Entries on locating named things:
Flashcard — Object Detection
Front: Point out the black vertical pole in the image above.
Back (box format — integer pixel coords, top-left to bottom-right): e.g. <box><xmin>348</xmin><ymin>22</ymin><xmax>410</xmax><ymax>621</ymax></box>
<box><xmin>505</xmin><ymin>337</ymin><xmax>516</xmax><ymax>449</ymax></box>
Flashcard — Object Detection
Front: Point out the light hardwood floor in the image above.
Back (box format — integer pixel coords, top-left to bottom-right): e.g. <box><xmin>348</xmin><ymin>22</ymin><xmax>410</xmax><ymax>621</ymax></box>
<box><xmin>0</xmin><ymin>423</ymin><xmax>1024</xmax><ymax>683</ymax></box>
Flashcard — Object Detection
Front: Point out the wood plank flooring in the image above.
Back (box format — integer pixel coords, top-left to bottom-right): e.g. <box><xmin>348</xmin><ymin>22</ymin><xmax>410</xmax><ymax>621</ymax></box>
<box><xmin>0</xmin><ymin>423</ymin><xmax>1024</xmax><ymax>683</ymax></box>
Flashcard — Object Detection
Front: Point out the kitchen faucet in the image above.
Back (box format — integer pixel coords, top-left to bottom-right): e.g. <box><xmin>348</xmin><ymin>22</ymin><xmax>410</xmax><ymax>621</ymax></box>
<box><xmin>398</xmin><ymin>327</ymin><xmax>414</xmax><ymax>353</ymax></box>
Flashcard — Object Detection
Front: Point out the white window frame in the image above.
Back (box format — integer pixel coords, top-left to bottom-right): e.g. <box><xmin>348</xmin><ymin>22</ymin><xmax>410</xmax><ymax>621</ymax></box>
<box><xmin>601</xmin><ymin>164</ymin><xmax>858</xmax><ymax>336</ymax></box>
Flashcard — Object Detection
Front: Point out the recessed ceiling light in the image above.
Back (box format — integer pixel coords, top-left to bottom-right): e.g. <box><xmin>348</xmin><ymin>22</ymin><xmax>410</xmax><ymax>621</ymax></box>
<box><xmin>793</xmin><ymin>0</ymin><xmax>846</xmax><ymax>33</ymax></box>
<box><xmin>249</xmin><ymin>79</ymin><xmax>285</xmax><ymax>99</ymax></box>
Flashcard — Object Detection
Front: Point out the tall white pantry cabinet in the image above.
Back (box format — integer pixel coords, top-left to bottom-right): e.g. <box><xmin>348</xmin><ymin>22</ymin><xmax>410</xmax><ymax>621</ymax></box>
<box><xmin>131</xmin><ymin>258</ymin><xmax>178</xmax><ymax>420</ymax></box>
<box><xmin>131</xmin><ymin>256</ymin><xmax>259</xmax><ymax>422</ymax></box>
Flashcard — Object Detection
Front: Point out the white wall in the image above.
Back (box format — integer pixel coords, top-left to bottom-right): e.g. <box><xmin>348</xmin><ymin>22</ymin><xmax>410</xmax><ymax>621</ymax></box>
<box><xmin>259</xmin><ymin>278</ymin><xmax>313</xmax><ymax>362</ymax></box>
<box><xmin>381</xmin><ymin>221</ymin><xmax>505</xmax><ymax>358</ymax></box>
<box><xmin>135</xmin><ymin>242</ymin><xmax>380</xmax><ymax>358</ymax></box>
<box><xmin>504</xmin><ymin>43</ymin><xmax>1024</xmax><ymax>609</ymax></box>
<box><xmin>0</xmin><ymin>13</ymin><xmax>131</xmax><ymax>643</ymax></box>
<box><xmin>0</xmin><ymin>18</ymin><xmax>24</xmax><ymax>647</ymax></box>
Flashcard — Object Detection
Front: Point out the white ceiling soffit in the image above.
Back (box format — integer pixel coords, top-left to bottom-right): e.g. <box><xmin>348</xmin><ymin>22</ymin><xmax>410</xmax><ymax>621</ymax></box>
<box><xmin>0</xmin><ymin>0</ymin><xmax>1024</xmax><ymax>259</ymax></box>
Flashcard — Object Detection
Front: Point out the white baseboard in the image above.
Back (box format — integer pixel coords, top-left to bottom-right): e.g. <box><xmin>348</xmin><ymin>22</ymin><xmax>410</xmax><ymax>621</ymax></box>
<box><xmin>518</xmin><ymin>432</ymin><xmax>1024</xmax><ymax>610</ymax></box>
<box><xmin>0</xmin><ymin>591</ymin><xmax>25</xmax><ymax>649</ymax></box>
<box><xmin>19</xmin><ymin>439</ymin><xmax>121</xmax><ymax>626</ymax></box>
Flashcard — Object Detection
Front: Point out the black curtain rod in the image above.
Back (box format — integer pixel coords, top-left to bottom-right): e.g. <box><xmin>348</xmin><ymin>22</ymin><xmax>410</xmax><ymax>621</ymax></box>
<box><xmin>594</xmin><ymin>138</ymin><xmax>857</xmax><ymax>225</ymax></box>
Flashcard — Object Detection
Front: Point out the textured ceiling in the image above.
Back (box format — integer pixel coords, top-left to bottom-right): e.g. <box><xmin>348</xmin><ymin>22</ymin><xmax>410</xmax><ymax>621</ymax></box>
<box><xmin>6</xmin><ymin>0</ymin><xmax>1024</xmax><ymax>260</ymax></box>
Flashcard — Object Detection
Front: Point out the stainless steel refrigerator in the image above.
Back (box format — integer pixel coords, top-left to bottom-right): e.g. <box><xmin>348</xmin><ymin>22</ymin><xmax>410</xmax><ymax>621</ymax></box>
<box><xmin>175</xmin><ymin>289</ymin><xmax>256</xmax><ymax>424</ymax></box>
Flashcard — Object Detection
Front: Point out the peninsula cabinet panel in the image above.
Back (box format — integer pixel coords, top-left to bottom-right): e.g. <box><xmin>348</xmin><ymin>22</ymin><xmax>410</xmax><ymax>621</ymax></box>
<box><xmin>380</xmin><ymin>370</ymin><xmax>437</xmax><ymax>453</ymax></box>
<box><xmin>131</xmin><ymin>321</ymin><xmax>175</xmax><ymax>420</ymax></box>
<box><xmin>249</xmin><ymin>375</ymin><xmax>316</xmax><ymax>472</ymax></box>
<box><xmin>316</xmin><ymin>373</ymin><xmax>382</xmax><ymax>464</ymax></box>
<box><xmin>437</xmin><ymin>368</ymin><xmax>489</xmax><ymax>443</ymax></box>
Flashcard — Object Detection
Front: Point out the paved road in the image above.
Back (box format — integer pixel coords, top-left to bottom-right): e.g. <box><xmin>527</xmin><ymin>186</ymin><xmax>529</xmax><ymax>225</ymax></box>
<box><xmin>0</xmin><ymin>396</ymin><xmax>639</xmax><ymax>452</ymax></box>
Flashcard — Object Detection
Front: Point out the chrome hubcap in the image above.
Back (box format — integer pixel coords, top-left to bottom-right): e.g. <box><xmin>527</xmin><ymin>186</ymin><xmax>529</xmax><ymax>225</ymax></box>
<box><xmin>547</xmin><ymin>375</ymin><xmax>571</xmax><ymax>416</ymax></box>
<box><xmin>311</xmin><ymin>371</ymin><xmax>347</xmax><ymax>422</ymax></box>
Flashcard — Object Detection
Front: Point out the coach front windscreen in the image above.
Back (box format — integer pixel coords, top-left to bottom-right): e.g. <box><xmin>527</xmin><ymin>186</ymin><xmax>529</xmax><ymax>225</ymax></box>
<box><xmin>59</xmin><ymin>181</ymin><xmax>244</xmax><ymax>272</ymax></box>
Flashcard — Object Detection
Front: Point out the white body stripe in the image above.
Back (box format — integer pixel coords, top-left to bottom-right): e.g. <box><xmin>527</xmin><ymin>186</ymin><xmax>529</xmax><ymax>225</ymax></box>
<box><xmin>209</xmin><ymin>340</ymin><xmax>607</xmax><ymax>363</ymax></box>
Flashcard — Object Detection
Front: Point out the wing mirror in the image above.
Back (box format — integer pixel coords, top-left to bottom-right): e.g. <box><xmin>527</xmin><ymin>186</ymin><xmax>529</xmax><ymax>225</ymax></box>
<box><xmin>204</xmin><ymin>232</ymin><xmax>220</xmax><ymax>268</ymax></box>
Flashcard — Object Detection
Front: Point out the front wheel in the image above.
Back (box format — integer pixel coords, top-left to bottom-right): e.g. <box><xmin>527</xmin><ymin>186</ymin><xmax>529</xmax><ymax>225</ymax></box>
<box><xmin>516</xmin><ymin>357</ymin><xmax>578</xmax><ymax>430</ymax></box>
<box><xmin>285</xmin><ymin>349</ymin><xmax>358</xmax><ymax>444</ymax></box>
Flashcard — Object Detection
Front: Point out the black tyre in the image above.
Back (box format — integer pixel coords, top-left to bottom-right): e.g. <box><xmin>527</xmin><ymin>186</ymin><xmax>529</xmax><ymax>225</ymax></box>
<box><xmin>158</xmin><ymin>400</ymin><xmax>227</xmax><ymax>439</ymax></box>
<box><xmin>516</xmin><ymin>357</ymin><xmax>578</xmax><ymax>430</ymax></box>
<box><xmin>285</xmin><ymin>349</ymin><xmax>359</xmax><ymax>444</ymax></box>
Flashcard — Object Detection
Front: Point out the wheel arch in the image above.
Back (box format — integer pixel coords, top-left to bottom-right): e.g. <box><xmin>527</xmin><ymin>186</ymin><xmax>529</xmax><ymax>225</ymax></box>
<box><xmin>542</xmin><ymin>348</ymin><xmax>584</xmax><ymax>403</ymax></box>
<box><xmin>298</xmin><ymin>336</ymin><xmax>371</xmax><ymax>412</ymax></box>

- [Objective] Pick out every line of the records above that contains the word "black" and copy each one unchanged.

- [Exercise solution]
Front: Point out the black vertical pole in the image above.
Front: Point out the black curtain rod in the image above.
Front: Point out the black tyre in the image above.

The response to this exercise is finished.